**Exercise description:** Rewrite the data below with every "pretty-printed" changed to "compact", keeping all other text the same.

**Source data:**
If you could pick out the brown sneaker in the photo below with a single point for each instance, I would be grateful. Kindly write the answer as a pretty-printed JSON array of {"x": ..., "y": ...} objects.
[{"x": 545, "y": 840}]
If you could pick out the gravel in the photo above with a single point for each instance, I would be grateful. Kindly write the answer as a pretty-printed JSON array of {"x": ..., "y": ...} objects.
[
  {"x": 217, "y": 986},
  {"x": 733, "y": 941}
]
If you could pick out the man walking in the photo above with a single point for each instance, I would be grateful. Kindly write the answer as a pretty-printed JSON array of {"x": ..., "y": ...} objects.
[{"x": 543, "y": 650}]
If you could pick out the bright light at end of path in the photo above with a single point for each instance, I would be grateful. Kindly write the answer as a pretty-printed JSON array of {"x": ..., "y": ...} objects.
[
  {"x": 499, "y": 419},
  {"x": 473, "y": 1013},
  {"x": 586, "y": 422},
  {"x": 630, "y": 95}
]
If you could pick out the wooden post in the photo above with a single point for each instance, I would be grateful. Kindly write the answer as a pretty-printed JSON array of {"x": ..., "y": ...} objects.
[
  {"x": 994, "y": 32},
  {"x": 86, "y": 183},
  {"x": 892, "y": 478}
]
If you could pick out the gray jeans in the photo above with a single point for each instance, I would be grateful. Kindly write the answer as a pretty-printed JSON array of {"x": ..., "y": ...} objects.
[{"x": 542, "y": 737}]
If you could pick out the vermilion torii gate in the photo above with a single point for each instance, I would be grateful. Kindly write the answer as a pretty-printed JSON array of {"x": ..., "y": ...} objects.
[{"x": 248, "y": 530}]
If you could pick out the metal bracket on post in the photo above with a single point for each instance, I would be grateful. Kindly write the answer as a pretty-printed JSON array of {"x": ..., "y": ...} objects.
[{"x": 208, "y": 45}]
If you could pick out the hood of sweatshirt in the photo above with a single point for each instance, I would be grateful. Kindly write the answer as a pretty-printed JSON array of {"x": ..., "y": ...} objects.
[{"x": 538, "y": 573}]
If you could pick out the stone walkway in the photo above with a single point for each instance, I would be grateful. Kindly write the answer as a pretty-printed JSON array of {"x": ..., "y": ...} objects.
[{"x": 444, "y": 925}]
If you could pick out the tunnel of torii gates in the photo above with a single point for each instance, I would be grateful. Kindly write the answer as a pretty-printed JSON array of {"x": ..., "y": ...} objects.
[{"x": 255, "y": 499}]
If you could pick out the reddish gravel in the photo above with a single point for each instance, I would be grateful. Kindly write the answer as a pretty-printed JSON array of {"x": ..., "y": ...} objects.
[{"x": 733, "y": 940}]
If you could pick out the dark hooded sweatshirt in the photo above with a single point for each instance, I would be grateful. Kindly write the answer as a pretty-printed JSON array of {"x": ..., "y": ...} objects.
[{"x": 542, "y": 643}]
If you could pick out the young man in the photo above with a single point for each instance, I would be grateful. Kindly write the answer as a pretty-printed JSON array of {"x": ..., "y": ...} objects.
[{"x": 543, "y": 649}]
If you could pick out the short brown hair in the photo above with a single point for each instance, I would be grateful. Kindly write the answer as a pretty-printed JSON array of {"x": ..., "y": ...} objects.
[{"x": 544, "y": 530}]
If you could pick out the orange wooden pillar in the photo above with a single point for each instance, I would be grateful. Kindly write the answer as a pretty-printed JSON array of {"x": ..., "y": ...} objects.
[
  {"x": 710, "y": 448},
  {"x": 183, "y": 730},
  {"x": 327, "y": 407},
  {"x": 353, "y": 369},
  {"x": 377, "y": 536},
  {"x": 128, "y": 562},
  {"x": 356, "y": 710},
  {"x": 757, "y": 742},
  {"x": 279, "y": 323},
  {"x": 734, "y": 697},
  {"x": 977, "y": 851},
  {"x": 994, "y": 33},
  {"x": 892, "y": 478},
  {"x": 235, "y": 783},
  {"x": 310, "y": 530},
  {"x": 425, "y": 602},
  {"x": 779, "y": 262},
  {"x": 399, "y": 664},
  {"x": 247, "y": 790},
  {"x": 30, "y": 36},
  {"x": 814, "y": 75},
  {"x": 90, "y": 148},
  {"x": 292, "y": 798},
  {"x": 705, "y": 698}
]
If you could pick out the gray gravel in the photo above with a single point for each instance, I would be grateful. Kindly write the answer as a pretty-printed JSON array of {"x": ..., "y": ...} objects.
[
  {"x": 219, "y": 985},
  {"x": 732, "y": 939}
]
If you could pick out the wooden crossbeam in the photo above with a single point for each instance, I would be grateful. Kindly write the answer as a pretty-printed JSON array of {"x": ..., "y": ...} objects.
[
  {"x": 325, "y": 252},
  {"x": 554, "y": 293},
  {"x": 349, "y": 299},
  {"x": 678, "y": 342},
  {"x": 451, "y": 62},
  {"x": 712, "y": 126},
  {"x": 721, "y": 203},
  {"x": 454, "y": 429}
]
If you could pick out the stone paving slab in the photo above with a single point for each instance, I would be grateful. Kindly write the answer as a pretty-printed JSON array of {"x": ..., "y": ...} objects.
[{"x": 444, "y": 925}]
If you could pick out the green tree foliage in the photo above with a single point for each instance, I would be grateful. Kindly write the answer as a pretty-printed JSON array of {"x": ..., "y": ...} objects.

**Task solution:**
If you could pick out the brown sneaker in the photo below with a single point for each instance, I would be grateful. Kindly write the answer as a compact JSON array of {"x": ..., "y": ...} objects.
[{"x": 545, "y": 840}]
If you could pick out the gravel in the photo above with a single point for each instance, I would be grateful. Kindly write the answer as a compact JSON array of {"x": ..., "y": ...} objects.
[
  {"x": 217, "y": 986},
  {"x": 733, "y": 941}
]
If you could pick out the man walking in the photo above with a single point for each instance, I would be grateful. Kindly write the answer as a compact JSON array of {"x": ..., "y": ...} objects.
[{"x": 543, "y": 650}]
If you could pick out the bright light at end of path in the photo above with a single point for each instance, I would be grateful. Kindly write the answer as a compact JSON array of {"x": ..., "y": ...} objects.
[
  {"x": 499, "y": 419},
  {"x": 473, "y": 1013},
  {"x": 586, "y": 422},
  {"x": 630, "y": 95}
]
If you could pick out the wooden post in the photo above with a single point for each instance, I would be grateful. Kindly write the answer as a compact JSON array of {"x": ..., "y": ...} objects.
[
  {"x": 994, "y": 32},
  {"x": 86, "y": 183},
  {"x": 892, "y": 478}
]
If you could pick out the gray jeans in the photo above with a single point for each instance, I would be grateful. Kindly write the answer as a compact JSON array of {"x": ..., "y": ...} objects.
[{"x": 542, "y": 737}]
If you could pick out the vermilion torii gate in the photo above with a single point for each instance, I would be grateful. Kindly write the answer as a compact JSON array of {"x": ..., "y": ...} objects.
[{"x": 248, "y": 530}]
If you could pick out the metal bracket on post in the photo above with a single point for each instance, I would be grateful. Kindly write the answer as a compact JSON array of {"x": ..., "y": ...} objects.
[{"x": 208, "y": 45}]
If you could pick out the hood of sweatshirt in the photo above with a single point for each instance, I would be grateful. Kindly write the answer as a compact JSON array of {"x": ..., "y": ...} objects.
[{"x": 538, "y": 573}]
If you could pick out the stone walkway in the photo above with a single point for each instance, I would be grateful. Kindly write the answer as a compact JSON array of {"x": ..., "y": ...} objects.
[{"x": 444, "y": 925}]
If you could pick out the tunnel of torii gates in the photo above with a single point for each instance, I would be grateful. Kindly write the answer as a compact JSON array of {"x": ..., "y": ...} objects.
[{"x": 255, "y": 499}]
If you could pick out the reddish gravel in the photo above with a single point for each instance, I would be grateful. Kindly write the answer as a compact JSON array of {"x": ..., "y": ...} objects.
[{"x": 733, "y": 940}]
If you could pick out the dark hooded sweatshirt in the photo above with a single point for each instance, I would be grateful. Kindly write the answer as a compact JSON array of {"x": ..., "y": ...} objects.
[{"x": 542, "y": 643}]
If you could pick out the young man in the photo above with a single point for each instance, I would be grateful. Kindly write the answer as a compact JSON array of {"x": ..., "y": ...} objects.
[{"x": 543, "y": 649}]
If you could pick out the short brown hair in the photo above with a single point for each instance, I would be grateful. Kindly write the answer as a compact JSON array of {"x": ..., "y": ...} objects.
[{"x": 544, "y": 530}]
If you could pick out the orange wooden pillar in the photo above with a single point for each instance, I would be grateful. Kindly write the answer as a compact JSON array of {"x": ..., "y": ...} objects.
[
  {"x": 710, "y": 448},
  {"x": 183, "y": 730},
  {"x": 327, "y": 407},
  {"x": 353, "y": 369},
  {"x": 377, "y": 536},
  {"x": 128, "y": 562},
  {"x": 356, "y": 710},
  {"x": 757, "y": 742},
  {"x": 279, "y": 323},
  {"x": 734, "y": 697},
  {"x": 977, "y": 851},
  {"x": 994, "y": 33},
  {"x": 892, "y": 478},
  {"x": 235, "y": 783},
  {"x": 310, "y": 530},
  {"x": 425, "y": 602},
  {"x": 779, "y": 262},
  {"x": 399, "y": 664},
  {"x": 247, "y": 790},
  {"x": 30, "y": 36},
  {"x": 814, "y": 75},
  {"x": 90, "y": 148},
  {"x": 292, "y": 798},
  {"x": 705, "y": 698}
]
If you could pick out the gray gravel in the photo above with a single point for each instance, I would be grateful. Kindly write the answer as a compact JSON array of {"x": ..., "y": ...} objects.
[
  {"x": 219, "y": 985},
  {"x": 732, "y": 939}
]
If you could pick out the wooden crossbeam in the photo above with a single point for each instance, I would be grateful. Kindly write the answer as a compact JSON array of {"x": ..., "y": ...} objects.
[
  {"x": 325, "y": 252},
  {"x": 554, "y": 293},
  {"x": 349, "y": 299},
  {"x": 678, "y": 342},
  {"x": 451, "y": 62},
  {"x": 712, "y": 126},
  {"x": 721, "y": 203},
  {"x": 454, "y": 429}
]
If you could pick out the stone paving slab in the photo above with a single point for each instance, I would be grateful. Kindly write the answer as a compact JSON array of {"x": ..., "y": ...} objects.
[{"x": 444, "y": 925}]
If you could pick out the green tree foliage in the photo above with a single point for each instance, I would be grateful. Kindly write the answer as a compact JSON array of {"x": ..., "y": ...} objects.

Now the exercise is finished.